Glyn Curt Milburn (born February 19, 1971) is a former American football running back and return specialist who played for nine seasons in the National Football League (NFL). After playing college football for Stanford, he was drafted by the Denver Broncos in the second round of the 1993 NFL Draft. He also played for the Detroit Lions, Chicago Bears, and San Diego Chargers. He holds the NFL record for most all-purpose yards gained in a single game with 404 on December 10, 1995. He was also the Chicago Bears all-time leading kick returner with 4,596 yards. He was selection to the Pro Bowl twice in 1995 and 1999, and was named first-team All-Pro in 1999. After his playing career ended, he was the General Manager and the Director of Player Personnel for the Austin Wranglers in the Arena Football League from 2004 to 2008.

College career
Milburn attended the University of Oklahoma in 1988 and Stanford University from 1990-1992.

TASK REQUIREMENTS:
(a) Name every NFL team the Glyn Milburn biography says he played for.
(b) According to the Glyn Milburn biography, how many all-purpose yards did he gain in his record-setting game?
(c) Proceed with the Glyn Milburn biography, picking up after its last sentence.
The lines after this point come from a separate source.

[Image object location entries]
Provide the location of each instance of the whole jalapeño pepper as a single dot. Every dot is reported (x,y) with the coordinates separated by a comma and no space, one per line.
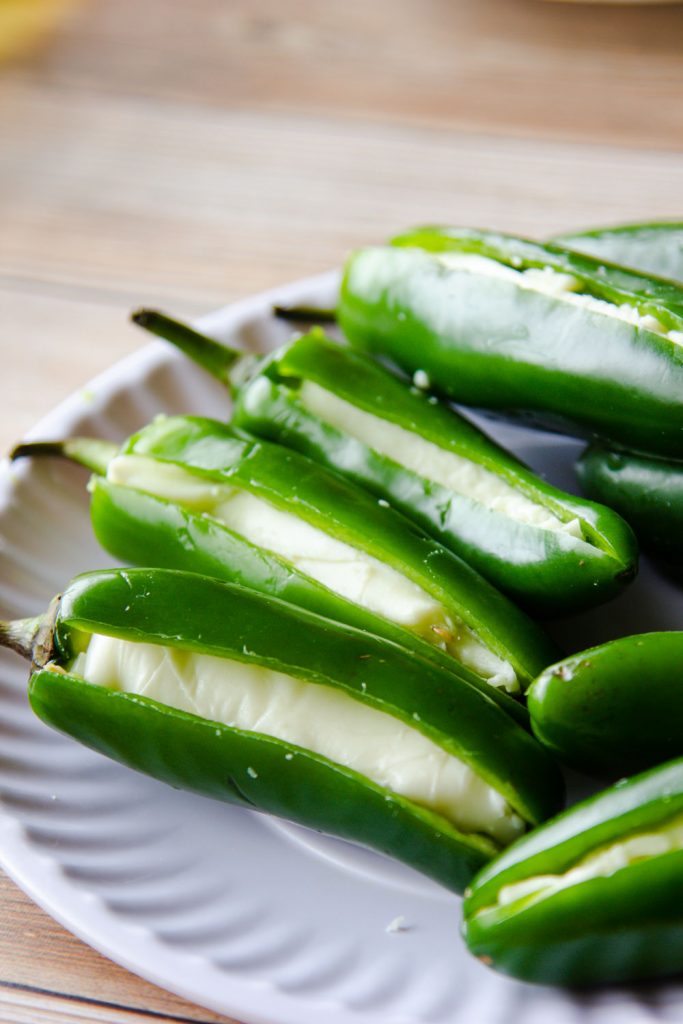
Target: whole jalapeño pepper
(216,689)
(614,709)
(655,247)
(548,550)
(538,332)
(592,897)
(646,492)
(214,492)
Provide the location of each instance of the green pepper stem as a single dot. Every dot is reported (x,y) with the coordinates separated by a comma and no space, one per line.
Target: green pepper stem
(32,638)
(95,455)
(20,635)
(305,314)
(207,352)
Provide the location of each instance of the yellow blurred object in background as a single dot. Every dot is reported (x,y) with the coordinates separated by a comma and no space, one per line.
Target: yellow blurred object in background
(26,23)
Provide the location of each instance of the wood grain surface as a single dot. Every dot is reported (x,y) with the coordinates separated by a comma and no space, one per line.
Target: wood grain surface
(186,155)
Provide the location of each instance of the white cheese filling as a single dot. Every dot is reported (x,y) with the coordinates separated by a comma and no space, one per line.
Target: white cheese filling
(317,718)
(429,461)
(561,286)
(344,569)
(600,863)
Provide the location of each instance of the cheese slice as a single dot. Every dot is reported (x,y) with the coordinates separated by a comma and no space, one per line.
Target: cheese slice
(439,465)
(315,717)
(345,569)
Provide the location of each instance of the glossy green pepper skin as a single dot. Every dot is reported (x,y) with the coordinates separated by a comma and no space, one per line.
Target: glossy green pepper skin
(488,342)
(615,709)
(655,247)
(189,612)
(646,492)
(547,571)
(144,528)
(622,927)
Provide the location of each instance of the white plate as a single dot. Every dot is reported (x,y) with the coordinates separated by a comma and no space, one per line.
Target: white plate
(248,916)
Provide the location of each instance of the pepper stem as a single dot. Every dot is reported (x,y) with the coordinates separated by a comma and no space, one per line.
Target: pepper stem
(32,638)
(199,347)
(20,635)
(89,452)
(305,314)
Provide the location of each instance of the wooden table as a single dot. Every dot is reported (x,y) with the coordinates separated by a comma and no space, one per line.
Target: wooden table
(185,155)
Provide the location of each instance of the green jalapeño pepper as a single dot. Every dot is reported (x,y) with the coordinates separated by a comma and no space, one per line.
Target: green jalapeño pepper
(651,248)
(548,550)
(647,492)
(614,709)
(216,689)
(339,541)
(594,896)
(532,331)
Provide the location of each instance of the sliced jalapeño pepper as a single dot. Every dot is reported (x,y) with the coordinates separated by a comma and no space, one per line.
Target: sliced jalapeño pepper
(538,332)
(615,709)
(214,492)
(548,550)
(594,896)
(216,689)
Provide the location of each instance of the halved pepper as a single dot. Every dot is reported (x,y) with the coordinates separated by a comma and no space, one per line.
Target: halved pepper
(615,709)
(187,493)
(654,247)
(548,550)
(593,896)
(213,688)
(647,492)
(538,332)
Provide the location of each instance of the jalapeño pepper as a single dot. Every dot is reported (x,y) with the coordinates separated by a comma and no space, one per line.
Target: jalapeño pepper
(615,709)
(337,539)
(548,550)
(539,332)
(594,896)
(216,689)
(647,492)
(652,248)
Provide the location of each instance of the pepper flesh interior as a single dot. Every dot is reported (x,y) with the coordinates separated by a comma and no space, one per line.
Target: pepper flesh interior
(430,461)
(599,863)
(344,569)
(318,718)
(561,286)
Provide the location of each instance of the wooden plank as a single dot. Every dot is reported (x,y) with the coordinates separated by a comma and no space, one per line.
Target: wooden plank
(525,68)
(38,956)
(166,201)
(110,203)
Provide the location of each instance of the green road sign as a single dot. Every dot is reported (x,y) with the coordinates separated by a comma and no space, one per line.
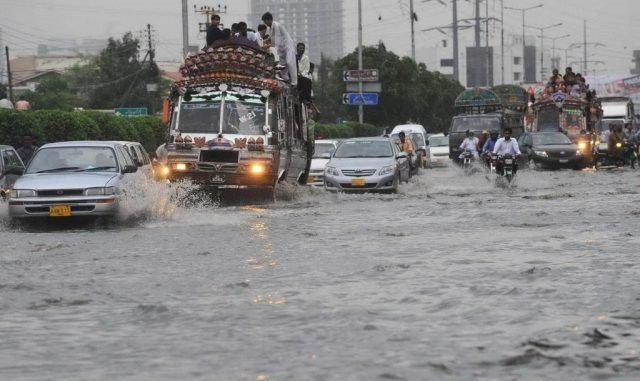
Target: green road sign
(131,112)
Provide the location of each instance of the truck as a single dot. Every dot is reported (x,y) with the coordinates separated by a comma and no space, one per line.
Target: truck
(578,117)
(476,109)
(234,124)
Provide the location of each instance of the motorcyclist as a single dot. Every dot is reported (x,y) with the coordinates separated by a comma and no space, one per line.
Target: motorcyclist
(469,144)
(507,147)
(615,141)
(483,139)
(405,146)
(488,146)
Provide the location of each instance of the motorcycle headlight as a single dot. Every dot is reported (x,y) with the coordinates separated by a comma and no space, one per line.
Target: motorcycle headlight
(387,170)
(100,191)
(20,193)
(332,171)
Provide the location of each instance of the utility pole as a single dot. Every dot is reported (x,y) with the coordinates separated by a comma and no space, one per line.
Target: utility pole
(413,38)
(477,34)
(456,74)
(185,27)
(524,47)
(502,40)
(360,107)
(6,52)
(585,47)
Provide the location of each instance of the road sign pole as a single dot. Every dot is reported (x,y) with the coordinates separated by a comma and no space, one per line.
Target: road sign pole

ANSWERS PER TASK:
(a) Denver Broncos, Detroit Lions, Chicago Bears, San Diego Chargers

(b) 404 yards, on December 10, 1995.

(c)
Professional career

Denver Broncos
Milburn was selected by the Denver Broncos in the second round (43rd overall) of the 1993 NFL Draft. He tied the Broncos' franchise record for kick returns in a playoff game with 6 against the Los Angeles Raiders on January 9, 1994. In 1995, he set the Broncos' franchise records for kick return yards in a season with 1,269, and total return yards in a season with 1,623. On December 10, 1995, he set an NFL record for all-purpose yards in a game with 404 total yards.

Detroit Lions
By the end of the 1995 season, Terrell Davis had established himself as the Broncos starting running back, and Milburn was traded to the Detroit Lions for second- (58th overall) and seventh-round picks in the 1996 NFL Draft. Milburn played in 32 regular season games for the Lions.

Green Bay Packers 
The Green Bay Packers acquired Milburn in a trade with the Lions in April 1998.  He participated in the Packers preseason activities, but on August 29, 1998, he was traded to the Chicago Bears in exchange for a seventh round draft pick (later used to select wide receiver Donald Driver).

Chicago Bears
Playing for the Bears from 1998 to 2001, Milburn set the franchise record for kickoff return yards with 4,596, though he was eventually passed by Devin Hester.

San Diego Chargers
On November 9, 2001, the San Diego Chargers signed Milburn. He played in six games and was used primarily as a punt returner.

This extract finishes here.